Exercise: Return every line below exactly as written.

Referring expression data:

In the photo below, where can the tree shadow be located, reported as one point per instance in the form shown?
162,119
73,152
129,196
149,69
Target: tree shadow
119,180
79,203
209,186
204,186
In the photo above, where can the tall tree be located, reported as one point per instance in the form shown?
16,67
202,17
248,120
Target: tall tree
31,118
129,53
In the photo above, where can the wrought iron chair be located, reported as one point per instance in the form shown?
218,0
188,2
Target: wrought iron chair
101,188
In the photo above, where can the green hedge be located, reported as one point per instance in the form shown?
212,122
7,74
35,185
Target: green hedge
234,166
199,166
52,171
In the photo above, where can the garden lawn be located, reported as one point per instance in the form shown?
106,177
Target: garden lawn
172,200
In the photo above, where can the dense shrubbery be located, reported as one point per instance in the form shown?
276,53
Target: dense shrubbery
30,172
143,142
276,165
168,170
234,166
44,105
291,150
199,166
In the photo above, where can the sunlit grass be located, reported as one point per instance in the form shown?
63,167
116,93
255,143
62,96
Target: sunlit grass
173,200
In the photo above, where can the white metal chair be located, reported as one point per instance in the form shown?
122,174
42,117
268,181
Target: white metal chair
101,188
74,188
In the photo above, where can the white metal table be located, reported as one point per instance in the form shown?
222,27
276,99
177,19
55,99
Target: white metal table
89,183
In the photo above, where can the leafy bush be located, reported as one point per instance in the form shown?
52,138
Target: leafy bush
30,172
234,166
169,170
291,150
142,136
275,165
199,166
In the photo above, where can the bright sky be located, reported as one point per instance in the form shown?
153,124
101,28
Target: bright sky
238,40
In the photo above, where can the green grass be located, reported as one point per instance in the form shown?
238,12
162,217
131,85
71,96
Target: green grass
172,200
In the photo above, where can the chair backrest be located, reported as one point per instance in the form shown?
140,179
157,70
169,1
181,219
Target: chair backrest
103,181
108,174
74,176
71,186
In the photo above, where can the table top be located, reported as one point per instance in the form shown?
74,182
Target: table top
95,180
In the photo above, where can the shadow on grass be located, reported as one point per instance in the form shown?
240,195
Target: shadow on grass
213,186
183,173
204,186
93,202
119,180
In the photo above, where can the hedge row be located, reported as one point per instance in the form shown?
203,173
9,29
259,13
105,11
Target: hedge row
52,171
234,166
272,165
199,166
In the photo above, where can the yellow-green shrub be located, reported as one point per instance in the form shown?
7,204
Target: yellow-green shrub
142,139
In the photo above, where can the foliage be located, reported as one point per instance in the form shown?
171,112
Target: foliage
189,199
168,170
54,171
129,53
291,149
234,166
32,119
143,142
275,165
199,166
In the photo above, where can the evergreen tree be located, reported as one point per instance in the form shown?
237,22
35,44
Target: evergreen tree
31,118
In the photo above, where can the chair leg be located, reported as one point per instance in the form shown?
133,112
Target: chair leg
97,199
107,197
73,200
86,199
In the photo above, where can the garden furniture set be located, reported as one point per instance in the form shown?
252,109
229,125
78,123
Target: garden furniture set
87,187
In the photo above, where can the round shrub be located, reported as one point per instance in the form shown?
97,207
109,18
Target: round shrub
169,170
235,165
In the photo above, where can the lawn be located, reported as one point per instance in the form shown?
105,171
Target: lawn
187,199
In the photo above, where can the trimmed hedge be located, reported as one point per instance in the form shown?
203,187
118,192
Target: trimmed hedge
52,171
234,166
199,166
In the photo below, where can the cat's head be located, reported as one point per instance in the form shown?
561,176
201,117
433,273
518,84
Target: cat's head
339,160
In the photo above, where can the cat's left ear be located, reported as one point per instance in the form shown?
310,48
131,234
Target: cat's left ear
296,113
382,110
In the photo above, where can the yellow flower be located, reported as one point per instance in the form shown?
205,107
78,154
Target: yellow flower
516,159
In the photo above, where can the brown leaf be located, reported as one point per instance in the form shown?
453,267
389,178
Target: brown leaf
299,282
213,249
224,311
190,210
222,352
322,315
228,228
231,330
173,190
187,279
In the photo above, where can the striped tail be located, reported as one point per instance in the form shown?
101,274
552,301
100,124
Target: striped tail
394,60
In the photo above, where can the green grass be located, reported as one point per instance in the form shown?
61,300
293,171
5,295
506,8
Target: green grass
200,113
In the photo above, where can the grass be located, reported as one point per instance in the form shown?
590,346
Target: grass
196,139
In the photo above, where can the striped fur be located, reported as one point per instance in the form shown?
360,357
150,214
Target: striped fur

Task solution:
In the photo below, where can the tree shadow be located, reported as one point per instance in the form shown?
162,119
73,152
129,196
149,69
Target: tree shadow
119,180
79,203
209,186
204,186
In the photo above, where can the tall tree be located, reported as one point per instance in the form shown?
16,67
202,17
248,120
Target: tall tree
31,118
129,53
In the photo above, where can the wrought iron chair be located, reported as one point per instance in the form shown?
218,0
188,2
Target: wrought iron chair
101,188
In the photo above, where can the green hedge be located, reported as one point per instance in the form shown?
212,122
7,74
35,185
Target: green hedge
234,166
199,166
52,171
In the photo above, where can the garden lawn be located, reported as one point per instance in the form shown?
106,177
Target: garden lawn
172,200
In the photo above, where can the dense shrubbery be located, reported as one point per instance in the form shown?
276,53
Target: dense shrubbery
30,172
143,142
276,165
168,170
234,166
44,105
291,150
199,166
In the photo above, where can the sunlit grass be located, reported as one point per instance in the form shown?
63,167
116,93
255,143
62,96
Target: sunlit grass
173,200
In the photo above, where can the white metal chair be located, reported as one point per instance in the form shown?
122,174
42,117
268,181
Target: white metal chair
101,188
74,188
In the photo above, where can the white metal table be located, reported as one point per instance in the form shown?
222,27
276,99
177,19
55,99
Target: white metal table
89,183
In the photo above, where can the leafy bush be located, reported as one point per instance in the form shown?
52,138
Target: leafy bush
30,172
234,166
169,170
291,150
142,136
275,165
199,166
In the photo above, where can the bright sky be located, reported as one point per instance in the form shown?
153,124
101,28
Target: bright sky
238,40
In the photo above, where can the green grass be located, reported as one point per instance in the form shown?
238,12
162,217
131,85
71,96
Target: green grass
172,200
In the photo above, where can the chair backrest be located, reported as one point per instance in the form shown?
140,179
157,70
169,1
181,219
Target: chair backrest
103,181
108,174
74,176
71,186
In the photo above, where can the table top be located, reported as one point per instance in the form shown?
74,182
Target: table top
95,180
In the photo above, where can the shadow on grass be located, reported as one point per instance in the form shown?
240,195
Target: shadow on grass
213,186
183,173
204,186
93,202
119,180
In the photo above, where can the hedge row be located, reported as one point per instance in the form shown?
203,173
9,29
259,13
105,11
Target: hedge row
52,171
234,166
272,165
199,166
In the photo above, where can the yellow-green shrub be located, reported as one point per instance in the form shown?
7,204
Target: yellow-green shrub
142,139
In the photo above, where can the foliage be located, reported as one point per instance in the form shown?
171,112
Target: foliage
189,199
168,170
54,171
129,53
291,149
234,166
32,119
143,142
275,165
199,166
In the photo above, where can the evergreen tree be located, reported as one point per instance in the form shown?
237,22
35,44
Target: evergreen tree
31,118
In the photo above, where can the chair leg be located, reported as one point per instance in the form shown?
133,112
Target: chair leg
97,199
107,197
73,200
86,199
In the photo above, where can the garden furniture set be located, reported as one point per instance in the form shown?
252,109
229,125
78,123
Target: garden furniture set
87,187
In the photo above, where can the round shrub be located, reported as one point per instance in the form shown?
97,207
109,18
Target: round shrub
169,170
235,165
In the photo above, where can the lawn be located, reported as one point per instance in the form shown?
105,171
Target: lawn
187,199
In the photo above, where can the trimmed hedge be located, reported as one point per instance in the form shown?
203,187
118,192
Target: trimmed hedge
52,171
234,166
199,166
In the photo below, where can the cat's head be located, reported as one point per instance in the form shown?
561,176
201,117
433,273
518,84
Target: cat's head
339,160
In the photo above, where can the cat's left ear be located, reported as one point per instance in the form shown?
310,48
131,234
Target: cat's left ear
296,113
382,110
In the photo above, where can the yellow flower be located, reported as one point per instance in the form shown?
205,107
78,154
Target: yellow flower
516,159
In the photo above, where can the brown leaf be located, reported as one point per instance in the form shown?
453,267
389,178
Target: brown leaf
299,282
213,249
224,311
190,210
222,352
322,315
228,228
231,330
173,190
187,279
In the photo above, where can the striped tail be located, reported as one point per instance in the form shown?
101,274
552,301
100,124
Target: striped tail
394,60
In the photo above, where can the green grass be located, reported as one point per instance in the form shown?
61,300
293,171
5,295
506,8
Target: green grass
200,113
In the photo above, where can the grass be located, reported as one point per instance in the form shown?
590,346
Target: grass
196,139
In the photo above, where can the striped fur be located, reported as one point per instance in the form shown?
360,357
150,214
Target: striped fur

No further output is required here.